- [Что нужно сделать]
Повторите, пожалуйста, без изменений строки от строки с «target = large granite boulder» до строки с «column 144, row 261» включительно.

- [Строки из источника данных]
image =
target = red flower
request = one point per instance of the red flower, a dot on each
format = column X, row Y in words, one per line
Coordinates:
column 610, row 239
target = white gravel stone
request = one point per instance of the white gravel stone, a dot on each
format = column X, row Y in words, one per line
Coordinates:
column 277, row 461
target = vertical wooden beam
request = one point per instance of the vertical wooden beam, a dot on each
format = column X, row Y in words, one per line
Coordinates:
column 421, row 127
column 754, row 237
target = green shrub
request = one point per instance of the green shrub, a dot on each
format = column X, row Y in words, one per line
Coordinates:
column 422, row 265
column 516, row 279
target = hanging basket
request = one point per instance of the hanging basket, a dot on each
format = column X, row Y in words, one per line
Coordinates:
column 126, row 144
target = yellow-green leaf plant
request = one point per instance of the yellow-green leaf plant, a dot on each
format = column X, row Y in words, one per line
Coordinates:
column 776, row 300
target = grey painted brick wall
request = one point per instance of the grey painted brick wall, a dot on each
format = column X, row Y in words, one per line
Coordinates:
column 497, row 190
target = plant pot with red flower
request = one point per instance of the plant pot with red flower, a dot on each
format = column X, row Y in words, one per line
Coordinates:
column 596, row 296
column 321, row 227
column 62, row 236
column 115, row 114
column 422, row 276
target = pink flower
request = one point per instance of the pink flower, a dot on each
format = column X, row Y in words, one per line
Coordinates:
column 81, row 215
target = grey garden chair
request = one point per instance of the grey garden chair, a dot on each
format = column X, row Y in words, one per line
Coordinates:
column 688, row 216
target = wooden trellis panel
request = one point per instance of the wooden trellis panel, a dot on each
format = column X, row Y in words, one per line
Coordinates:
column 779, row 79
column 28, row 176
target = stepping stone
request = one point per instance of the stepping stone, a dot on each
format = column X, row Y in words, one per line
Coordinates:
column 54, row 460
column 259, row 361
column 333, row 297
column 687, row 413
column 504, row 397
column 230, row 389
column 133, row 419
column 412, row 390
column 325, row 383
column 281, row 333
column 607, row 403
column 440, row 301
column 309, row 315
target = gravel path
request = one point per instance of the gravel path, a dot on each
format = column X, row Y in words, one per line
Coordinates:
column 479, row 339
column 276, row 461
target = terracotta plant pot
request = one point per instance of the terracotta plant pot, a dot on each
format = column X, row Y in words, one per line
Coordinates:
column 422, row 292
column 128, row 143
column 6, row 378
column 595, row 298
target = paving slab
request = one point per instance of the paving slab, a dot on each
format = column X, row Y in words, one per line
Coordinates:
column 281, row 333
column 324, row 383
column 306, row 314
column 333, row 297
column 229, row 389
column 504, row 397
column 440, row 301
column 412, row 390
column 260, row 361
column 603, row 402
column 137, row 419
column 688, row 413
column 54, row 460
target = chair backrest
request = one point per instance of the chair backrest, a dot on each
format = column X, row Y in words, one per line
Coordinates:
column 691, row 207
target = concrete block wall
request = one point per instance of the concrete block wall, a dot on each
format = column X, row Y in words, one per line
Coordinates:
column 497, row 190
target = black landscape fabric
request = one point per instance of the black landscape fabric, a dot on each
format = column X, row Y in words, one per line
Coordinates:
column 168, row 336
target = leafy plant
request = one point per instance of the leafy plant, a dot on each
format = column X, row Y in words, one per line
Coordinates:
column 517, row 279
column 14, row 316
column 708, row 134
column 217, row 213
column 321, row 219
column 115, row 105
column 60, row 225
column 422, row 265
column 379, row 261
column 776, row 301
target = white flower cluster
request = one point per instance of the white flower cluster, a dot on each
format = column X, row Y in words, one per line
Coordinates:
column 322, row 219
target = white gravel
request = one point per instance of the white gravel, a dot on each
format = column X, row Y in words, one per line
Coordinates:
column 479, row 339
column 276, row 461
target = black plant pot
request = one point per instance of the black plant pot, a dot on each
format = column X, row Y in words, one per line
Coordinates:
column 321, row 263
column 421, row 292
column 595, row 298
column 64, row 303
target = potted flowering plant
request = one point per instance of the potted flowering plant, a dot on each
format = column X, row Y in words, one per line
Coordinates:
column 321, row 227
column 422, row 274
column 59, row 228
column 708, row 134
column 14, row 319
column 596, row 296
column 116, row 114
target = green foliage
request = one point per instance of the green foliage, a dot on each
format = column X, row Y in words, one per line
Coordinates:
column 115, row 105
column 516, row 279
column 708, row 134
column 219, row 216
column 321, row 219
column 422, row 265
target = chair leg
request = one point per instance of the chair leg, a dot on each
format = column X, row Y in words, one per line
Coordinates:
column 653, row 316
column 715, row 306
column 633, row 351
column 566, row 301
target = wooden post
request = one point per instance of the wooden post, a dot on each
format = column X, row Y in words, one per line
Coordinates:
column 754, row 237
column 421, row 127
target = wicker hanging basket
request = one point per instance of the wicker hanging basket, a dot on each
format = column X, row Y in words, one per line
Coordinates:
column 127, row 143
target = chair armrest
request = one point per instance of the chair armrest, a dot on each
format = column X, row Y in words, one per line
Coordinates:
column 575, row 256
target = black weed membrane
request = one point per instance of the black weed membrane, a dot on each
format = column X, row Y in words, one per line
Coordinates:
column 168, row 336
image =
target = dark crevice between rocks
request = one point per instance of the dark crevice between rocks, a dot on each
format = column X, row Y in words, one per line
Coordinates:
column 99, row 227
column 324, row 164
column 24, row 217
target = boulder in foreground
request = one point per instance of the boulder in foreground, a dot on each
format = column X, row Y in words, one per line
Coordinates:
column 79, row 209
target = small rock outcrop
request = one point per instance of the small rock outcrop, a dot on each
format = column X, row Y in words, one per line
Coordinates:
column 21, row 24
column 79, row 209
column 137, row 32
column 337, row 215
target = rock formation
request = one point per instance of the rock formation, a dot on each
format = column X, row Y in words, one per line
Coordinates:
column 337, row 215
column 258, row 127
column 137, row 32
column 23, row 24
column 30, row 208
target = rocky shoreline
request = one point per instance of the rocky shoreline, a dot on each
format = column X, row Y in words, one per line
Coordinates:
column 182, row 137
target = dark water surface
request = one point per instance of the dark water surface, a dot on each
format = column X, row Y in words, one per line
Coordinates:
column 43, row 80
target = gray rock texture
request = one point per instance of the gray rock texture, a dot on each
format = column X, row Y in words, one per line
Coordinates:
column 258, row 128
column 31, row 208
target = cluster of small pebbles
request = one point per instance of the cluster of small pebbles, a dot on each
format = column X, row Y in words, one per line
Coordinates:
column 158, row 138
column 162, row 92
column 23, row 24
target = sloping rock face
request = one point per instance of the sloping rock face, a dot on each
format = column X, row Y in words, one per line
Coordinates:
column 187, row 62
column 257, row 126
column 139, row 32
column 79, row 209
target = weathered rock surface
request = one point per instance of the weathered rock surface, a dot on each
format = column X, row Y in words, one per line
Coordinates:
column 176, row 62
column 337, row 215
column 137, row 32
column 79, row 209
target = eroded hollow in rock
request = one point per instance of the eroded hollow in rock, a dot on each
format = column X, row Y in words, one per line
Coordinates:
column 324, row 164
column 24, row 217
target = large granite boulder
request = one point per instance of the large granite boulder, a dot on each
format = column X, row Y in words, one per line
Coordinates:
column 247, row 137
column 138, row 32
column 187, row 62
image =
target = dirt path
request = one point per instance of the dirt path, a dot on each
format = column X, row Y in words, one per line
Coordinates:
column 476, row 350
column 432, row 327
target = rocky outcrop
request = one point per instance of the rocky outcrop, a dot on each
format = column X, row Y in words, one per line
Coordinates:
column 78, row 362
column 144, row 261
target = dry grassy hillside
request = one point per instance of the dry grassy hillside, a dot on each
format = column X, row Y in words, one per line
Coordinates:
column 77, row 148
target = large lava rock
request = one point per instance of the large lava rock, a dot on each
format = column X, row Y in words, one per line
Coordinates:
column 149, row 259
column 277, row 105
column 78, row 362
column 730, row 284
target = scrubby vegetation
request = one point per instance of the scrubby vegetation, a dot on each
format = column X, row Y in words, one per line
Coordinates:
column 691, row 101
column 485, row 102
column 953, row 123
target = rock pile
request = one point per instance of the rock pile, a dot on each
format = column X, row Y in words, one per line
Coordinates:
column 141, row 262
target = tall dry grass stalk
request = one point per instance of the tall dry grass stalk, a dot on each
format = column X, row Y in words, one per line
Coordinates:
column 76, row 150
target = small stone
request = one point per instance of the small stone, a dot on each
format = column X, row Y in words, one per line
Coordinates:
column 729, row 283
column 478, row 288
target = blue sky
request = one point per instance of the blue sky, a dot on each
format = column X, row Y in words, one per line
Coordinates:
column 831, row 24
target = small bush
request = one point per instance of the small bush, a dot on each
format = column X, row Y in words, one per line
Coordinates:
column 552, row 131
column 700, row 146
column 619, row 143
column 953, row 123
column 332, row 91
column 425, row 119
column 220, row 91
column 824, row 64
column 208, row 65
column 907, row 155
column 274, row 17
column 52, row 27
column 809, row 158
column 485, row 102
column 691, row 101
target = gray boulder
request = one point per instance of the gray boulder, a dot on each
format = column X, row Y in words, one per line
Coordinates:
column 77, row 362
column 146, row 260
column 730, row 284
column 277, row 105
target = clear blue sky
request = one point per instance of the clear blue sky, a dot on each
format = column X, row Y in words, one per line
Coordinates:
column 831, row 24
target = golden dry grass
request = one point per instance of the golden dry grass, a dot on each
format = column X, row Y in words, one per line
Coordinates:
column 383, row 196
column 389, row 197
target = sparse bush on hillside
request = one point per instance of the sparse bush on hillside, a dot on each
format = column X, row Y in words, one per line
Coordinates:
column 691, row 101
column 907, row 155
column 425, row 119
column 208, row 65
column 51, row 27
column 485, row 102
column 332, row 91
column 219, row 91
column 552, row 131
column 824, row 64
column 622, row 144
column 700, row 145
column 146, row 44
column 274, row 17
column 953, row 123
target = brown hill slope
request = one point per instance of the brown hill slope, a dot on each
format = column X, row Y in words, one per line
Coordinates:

- [Ожидаемый ответ]
target = large granite boulder
request = one point per instance of the large granite boulder, a dot on each
format = column X, row Y in words, one per line
Coordinates:
column 247, row 137
column 138, row 32
column 187, row 62
image =
target = dirt path
request = one point per instance of the dirt path, a dot on each
format = column X, row Y in words, one per line
Coordinates:
column 476, row 350
column 432, row 327
target = rocky outcrop
request = one point per instance of the rocky outcrop, a dot on each
format = column X, row Y in words, one per line
Coordinates:
column 78, row 362
column 144, row 261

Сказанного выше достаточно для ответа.